Input material ▸

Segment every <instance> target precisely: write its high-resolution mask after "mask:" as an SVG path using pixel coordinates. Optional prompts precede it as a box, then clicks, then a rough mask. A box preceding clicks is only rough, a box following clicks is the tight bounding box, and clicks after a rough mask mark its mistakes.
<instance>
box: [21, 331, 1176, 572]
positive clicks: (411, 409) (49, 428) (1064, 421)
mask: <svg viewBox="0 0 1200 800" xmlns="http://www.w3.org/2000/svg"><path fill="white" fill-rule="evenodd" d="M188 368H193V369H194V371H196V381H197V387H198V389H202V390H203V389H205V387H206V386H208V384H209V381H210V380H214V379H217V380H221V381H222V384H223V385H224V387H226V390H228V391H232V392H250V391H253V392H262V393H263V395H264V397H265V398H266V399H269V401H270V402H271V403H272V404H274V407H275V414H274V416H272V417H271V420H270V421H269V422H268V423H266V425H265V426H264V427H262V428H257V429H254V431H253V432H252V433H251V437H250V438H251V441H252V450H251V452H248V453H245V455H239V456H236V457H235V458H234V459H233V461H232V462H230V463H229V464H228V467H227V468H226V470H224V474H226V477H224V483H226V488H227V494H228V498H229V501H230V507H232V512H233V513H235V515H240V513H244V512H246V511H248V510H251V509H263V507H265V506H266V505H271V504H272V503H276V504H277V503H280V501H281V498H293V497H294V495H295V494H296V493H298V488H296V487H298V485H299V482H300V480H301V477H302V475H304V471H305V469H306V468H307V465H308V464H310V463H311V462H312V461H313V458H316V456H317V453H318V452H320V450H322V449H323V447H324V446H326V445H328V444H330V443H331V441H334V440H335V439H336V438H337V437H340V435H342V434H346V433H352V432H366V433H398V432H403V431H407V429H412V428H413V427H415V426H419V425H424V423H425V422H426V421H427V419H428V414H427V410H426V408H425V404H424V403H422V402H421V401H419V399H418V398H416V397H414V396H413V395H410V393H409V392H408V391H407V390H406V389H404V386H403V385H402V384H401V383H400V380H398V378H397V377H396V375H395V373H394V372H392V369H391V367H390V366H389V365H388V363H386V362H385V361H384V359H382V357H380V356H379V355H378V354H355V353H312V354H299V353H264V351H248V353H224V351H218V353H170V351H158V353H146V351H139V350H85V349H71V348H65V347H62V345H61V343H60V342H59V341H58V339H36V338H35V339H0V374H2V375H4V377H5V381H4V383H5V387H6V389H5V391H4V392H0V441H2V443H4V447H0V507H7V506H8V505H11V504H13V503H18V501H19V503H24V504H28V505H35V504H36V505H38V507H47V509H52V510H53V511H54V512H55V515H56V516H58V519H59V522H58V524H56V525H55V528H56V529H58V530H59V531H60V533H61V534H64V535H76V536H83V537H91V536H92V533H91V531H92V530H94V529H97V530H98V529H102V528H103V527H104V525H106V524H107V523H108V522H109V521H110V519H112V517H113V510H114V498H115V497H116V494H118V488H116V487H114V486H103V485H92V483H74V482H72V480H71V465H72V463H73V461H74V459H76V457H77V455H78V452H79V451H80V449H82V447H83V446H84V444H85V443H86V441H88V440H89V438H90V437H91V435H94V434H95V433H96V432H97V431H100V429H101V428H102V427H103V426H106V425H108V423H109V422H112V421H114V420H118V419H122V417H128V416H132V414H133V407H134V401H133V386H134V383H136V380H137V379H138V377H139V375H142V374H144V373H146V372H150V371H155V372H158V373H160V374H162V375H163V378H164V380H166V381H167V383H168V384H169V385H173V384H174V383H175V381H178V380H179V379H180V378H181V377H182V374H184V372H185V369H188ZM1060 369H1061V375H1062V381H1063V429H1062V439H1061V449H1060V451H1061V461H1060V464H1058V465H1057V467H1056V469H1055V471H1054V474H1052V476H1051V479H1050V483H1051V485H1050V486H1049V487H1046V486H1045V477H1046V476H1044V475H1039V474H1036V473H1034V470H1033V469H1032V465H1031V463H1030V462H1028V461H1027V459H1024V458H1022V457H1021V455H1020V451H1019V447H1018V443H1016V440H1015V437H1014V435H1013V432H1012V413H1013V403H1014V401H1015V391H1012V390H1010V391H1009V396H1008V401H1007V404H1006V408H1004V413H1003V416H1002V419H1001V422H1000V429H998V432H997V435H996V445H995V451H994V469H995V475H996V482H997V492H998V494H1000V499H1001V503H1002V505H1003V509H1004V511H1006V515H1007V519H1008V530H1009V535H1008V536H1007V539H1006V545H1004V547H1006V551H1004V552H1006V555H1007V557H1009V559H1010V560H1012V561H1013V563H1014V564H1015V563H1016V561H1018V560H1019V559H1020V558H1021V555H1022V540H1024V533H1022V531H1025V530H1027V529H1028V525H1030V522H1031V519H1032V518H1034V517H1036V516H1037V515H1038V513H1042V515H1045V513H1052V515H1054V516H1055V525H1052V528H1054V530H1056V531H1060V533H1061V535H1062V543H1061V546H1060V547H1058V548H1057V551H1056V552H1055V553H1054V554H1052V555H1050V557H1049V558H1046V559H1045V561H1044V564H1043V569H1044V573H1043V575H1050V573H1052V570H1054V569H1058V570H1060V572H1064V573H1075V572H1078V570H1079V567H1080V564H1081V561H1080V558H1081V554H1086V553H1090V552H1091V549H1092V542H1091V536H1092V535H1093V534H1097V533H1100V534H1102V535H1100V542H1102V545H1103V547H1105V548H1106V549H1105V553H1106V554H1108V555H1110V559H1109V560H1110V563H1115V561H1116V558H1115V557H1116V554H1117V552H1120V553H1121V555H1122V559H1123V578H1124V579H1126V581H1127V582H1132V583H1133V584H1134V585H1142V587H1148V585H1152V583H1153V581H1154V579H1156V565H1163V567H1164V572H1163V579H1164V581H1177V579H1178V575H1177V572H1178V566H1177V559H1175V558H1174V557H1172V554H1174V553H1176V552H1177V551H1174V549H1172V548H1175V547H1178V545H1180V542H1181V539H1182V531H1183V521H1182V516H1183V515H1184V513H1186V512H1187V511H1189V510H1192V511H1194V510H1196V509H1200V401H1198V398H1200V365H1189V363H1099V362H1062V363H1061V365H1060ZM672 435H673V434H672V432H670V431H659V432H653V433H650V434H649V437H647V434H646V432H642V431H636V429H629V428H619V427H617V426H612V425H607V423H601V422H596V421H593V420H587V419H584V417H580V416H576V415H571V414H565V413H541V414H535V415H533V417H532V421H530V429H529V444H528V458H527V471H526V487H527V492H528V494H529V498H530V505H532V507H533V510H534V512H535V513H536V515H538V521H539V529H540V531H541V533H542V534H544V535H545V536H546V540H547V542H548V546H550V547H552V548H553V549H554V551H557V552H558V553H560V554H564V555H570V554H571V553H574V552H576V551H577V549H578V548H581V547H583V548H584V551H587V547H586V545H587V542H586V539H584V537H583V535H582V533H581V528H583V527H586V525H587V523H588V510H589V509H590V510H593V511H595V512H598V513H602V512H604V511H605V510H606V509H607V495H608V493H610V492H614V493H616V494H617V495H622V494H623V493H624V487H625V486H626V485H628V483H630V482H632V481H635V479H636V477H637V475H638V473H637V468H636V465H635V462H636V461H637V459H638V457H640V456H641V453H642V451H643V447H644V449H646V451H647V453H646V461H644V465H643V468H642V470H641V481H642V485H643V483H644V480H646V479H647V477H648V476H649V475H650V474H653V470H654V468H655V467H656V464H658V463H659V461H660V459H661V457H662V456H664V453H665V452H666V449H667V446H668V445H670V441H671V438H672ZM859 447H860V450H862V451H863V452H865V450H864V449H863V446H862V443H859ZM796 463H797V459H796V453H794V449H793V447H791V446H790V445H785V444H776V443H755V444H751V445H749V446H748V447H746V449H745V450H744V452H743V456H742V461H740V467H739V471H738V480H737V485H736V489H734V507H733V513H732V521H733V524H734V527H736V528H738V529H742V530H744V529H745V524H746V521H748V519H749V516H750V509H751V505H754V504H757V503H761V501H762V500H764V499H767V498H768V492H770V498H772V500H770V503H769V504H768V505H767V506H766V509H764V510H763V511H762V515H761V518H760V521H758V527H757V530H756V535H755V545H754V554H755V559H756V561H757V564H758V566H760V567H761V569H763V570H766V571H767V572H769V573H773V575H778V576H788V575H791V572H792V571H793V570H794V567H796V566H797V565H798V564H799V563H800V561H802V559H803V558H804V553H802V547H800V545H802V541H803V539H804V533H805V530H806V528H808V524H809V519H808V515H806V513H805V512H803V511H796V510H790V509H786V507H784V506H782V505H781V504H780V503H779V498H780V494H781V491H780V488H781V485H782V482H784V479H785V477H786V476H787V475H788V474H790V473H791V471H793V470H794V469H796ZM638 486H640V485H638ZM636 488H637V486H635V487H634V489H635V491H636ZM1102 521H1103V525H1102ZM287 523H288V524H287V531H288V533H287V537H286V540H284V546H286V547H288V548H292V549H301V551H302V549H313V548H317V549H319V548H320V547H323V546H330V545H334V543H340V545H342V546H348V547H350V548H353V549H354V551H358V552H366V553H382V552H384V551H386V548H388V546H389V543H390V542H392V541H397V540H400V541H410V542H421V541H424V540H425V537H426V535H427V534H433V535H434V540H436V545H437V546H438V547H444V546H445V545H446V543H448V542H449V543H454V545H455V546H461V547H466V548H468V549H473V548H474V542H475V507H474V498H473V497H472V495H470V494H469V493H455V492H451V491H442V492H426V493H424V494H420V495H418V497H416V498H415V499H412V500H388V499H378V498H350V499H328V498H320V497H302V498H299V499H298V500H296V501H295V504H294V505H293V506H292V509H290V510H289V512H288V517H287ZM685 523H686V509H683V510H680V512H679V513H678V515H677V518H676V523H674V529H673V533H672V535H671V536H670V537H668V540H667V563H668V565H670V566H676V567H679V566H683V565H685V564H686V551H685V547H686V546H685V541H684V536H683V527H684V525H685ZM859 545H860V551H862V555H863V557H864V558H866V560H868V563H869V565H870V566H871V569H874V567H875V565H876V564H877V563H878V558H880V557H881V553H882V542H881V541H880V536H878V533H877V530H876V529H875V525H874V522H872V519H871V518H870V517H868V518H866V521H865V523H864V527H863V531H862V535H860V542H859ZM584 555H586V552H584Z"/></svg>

Request ▸
Reproduce the listing from its beginning through the line containing "positive clicks: (411, 409)", swapping "rough" for "coarse" and leaving everything else unchanged.

Finished exercise ▸
Segment every <instance> target precisely: write its high-resolution mask after "mask:" as an SVG path using pixel coordinates. Optional prompts precede it as a box, then clicks, then a coarse mask. A box preceding clicks is only coarse, a box following clicks is the tight bounding box, and clicks after a coarse mask mark its mistakes.
<instance>
box: [21, 331, 1176, 572]
positive clicks: (411, 409) (49, 428) (1064, 421)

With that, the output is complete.